Document excerpt.

◇ ◇ ◇ ◇ ◇

We rode several blocks to 3rd and Main, where I would be working. Nero pointed out where on Main Street he wanted the crew, as well as a small section of 3rd Street. He assured me that if I ran into any trouble, I could call them and they would come to help. I figured what that really meant was, “If you’re being held at gunpoint, call us after you dial 9-1-1.” He added, “The police station is right around the corner.”
Nice Guy and I dropped Nero back at the hotel, and then to where I was parked to transfer the cones from the van to my little Subaru Impreza Sport, which was soon chock full of cones. We walked back to the hotel together, to find a stack of full pizza boxes in the room when we reentered. I reluctantly had two pieces, only because I felt like it was the polite thing to do. I had already eaten dinner and was not much in the mood for mozz and sausage, and anyway, it was about 11 p.m.
I hung out for about another half hour, and since I wasn’t feeling too useful there, I announced that I was heading out to set up my own camp.
“Okay,” the assistant supervisor (I will call her ‘Joanne’) said. “You sure you don’t want some more pizza? Take it with you for later?”
“No, really. Thanks,” I said with a smile. “I’m all set with my Starbucks Doubleshots.”
“Good call. Okay, well, we’ll call you later to check in and see how you’re doing.”
“Thanks,” I said, and headed off to begin my adventure.
I parked in the middle of Main Street across from a place called Evelyn’s Club Main. The street seemed busy for a Wednesday night, but then I guess I don’t really know what a busy night in Racine looks like. Maybe it just seemed noisier than I thought it would be. A group of drunk kids–guys and girls–walked down the street yelling things to each other. I couldn’t really figure out what, nor did I care. At one point, two of the scantily clad girls plopped themselves down in the middle of the sidewalk and just yelled a blue streak. I think they were upset at the bartender at Evelyn’s. I think he kicked them out. Could you blame him? I was glad they were on the other side of the street. It was early for me to start setting up, but I was antsy, so I figured I would start with spots that were empty and then wait until more people cleared out. Evelyn’s was jumpin’. It sounded like screamo was their music of choice, and I say “sounded” like, because I don’t really know that much about screamo, except that I think it’s the kind of “music” in which people pretty much just scream the entire time. I have to think that somewhere along the line, it stops being cathartic for the screamer… if catharsis was ever even a goal… It’s difficult to say. Personally, I think I’d rather listen to dreamo music. Stuff that will lull me to sleep and provide me with sweet dreams. Stuff like Enya. The weird side of that, though, is that even Enya can drive people to want to hurt themselves after a while. That’s why you can never go wrong with Lynyrd Skynyrd. But I digress.

◇ ◇ ◇ ◇ ◇

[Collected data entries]
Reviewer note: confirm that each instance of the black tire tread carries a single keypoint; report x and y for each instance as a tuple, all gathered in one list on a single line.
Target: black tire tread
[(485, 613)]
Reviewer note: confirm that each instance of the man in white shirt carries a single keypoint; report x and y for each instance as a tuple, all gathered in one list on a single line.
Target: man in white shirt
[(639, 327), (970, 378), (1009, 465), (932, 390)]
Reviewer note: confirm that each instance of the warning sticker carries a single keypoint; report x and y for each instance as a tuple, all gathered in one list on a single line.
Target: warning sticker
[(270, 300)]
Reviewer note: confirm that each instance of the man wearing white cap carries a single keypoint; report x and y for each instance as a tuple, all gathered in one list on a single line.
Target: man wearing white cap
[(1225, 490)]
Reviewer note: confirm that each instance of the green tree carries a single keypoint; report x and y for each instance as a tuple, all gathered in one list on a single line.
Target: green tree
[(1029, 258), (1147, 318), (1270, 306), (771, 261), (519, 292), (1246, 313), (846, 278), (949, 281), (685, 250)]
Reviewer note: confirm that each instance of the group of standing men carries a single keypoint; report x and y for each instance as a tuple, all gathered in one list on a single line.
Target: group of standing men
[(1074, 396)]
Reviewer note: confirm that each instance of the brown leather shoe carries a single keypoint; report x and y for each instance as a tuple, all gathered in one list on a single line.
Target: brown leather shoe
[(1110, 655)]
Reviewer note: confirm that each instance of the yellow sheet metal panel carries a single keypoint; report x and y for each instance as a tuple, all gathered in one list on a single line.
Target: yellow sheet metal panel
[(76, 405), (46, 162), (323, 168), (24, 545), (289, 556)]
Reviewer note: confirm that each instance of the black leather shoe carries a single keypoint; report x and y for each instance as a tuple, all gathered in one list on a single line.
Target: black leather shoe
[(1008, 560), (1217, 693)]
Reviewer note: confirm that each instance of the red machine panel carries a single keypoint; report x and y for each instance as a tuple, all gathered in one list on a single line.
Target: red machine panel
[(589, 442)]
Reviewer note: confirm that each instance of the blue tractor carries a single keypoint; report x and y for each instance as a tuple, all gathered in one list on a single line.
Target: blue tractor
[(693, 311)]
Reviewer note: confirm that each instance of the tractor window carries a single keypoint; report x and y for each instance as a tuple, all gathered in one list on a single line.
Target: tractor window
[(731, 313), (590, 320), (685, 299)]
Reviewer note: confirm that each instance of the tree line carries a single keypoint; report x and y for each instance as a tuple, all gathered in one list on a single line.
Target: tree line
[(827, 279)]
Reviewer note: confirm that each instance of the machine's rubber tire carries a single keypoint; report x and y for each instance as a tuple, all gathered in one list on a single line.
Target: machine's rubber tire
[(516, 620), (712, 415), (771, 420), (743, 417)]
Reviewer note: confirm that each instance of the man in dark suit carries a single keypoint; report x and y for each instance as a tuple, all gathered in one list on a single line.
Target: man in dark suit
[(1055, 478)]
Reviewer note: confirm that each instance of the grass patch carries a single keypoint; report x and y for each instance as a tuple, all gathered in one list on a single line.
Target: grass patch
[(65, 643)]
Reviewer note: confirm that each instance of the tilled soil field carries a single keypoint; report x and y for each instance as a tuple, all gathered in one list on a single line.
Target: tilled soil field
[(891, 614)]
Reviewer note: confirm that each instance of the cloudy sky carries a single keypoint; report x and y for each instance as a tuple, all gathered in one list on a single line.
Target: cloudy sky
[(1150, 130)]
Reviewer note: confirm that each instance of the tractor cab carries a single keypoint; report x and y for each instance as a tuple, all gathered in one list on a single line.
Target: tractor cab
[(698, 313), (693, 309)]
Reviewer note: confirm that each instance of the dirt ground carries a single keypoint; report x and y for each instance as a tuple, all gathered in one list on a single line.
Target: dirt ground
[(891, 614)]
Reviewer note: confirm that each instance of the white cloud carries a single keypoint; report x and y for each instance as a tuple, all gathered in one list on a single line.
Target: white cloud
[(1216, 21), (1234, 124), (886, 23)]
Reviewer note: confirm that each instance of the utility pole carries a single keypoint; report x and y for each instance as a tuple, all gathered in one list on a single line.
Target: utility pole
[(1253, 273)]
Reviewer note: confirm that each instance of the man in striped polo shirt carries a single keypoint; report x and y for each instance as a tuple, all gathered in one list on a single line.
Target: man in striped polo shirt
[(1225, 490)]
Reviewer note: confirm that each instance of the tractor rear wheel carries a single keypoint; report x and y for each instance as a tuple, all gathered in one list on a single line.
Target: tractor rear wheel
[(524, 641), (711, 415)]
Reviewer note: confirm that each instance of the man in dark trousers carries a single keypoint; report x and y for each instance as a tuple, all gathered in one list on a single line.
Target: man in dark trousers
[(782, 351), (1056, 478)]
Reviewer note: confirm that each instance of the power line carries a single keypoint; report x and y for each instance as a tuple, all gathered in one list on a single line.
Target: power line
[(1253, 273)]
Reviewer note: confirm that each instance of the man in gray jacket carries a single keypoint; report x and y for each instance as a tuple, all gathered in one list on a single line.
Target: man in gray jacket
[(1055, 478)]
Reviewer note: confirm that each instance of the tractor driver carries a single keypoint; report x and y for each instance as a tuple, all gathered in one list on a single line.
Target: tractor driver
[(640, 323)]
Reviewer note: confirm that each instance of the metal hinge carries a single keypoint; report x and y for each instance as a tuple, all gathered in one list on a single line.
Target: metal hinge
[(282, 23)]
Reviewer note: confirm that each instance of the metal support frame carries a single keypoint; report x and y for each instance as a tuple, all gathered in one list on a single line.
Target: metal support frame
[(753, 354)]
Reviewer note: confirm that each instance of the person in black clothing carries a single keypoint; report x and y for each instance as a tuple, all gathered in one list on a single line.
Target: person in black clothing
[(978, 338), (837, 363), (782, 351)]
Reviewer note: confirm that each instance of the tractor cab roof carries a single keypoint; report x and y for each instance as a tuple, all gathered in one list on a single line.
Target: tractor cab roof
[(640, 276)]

◇ ◇ ◇ ◇ ◇

Work to complete. Continue the story about setting up traffic cones on Main Street in Racine, beginning right after its last sentence. The data was taken from a separate source.

Final answer.
As I was setting up my cones (notice how they are now my cones), a bartender from Evelyn’s asked me what I was doing, and if it was okay for people to stay in their spots. I explained that everyone was just fine, and the spots were needed for the morning. The goal was to not upset the townies. I went about my business of setting up cones where I could, and then returning to my car to read my book. I was about eighty pages into it. It’s a short, quick read called, Ignore Everybody And 39 Other Keys to Creativity. It may have saved my life that night–or if not mine; somebody else’s. The book was a gift from my friend, Anthony (thanks, Anthony–truly–great book. You rock). Hugh MacLeod is a copywriter, but moreover, he is a CreativeBeast. Let me just say that if you dig my blog at all, and you get what it is that I’m after (the answers to life’s deepest mysteries… such as the alchemy used in the making of the world’s most perfect chocolates), then you will completely and utterly adore Hugh MacLeod. Have you ever met someone (or come across someone) who had such a way of saying things, that it made you say,”I wish I could have said it like that.” That’s how I feel about Hugh MacLeod. I once heard Bruce Springstein speak wistfully about how he wished that he could sing like Roy Orbison. I get that. Hugh, for the most part, says what I feel, and he says it with such style and grace, wit and grit. He’s highly original, and I’d like to think that part of that comes from being Scottish… Anyway, chapter 11 is called, The more talented somebody is, the less they need the props. It’s a couple of pages long, but really, the title says it all. And Chapter 9 is called, Companies that squelch creativity can no longer compete with companies that champion creativity… that’s what I was getting at with my previous post, called, So you don’t fit in. Good (thanks for the affirmation, Hugh!). This guy makes you think. He makes you ask yourself, “What is it that you really want out of your creativity?” His book will crack you up, but it will really get you thinking, too. Read it. I finished it before daylight. And check out his website: http:www.gapingvoid.com.
Outside of reading my book, I waited for the remaining Ghoulies to drag–I mean drive–themselves off of Main Street, so I could put up the rest of the cones, and hopefully spend what remained of my watch, peacefully. At around 2 a.m., the last Ghoulies stumbled out of Evelyn’s and other places (Ivanhoe’s, maybe?), and back to their cars. One group of drunk’ins made up of a couple of guys and several girls saw that there were cones around their car when they got to it, which upset them, evidently. I don’t know why; it wasn’t as though anyone was blocked in… Anyway, one of the guys picked up a cone and hurled it across the street. I got out of my car, and stomped over to them. “Hey!” I said. “Did you just throw that cone across the street?” They said nothing and the girl behind the wheel simply drove off. “Yeah, you better get out of here!” I yelled after them as I picked up the cone from the other side of the road and carried it back to its proper spot. Then about half an hour later, another guy from across the street decided to just remove four of my cones and take them to the other side of the street. “Hey, what are you doing?” I barked.
“I’m moving cones. What are you doing?” He answered.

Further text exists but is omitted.